(Data extracted from a collection)
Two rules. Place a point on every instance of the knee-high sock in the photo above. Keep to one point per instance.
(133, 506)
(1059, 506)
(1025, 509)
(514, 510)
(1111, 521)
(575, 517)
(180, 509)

#### WHAT THE EXERCISE ASKS:
Copy out the data shown above without altering anything.

#### OUTPUT FOR THIS EXERCISE:
Two rules. Place a point on every instance of the knee-high sock in the photo above. Keep to one point per instance.
(133, 506)
(1059, 506)
(1025, 509)
(514, 510)
(1111, 521)
(575, 517)
(180, 509)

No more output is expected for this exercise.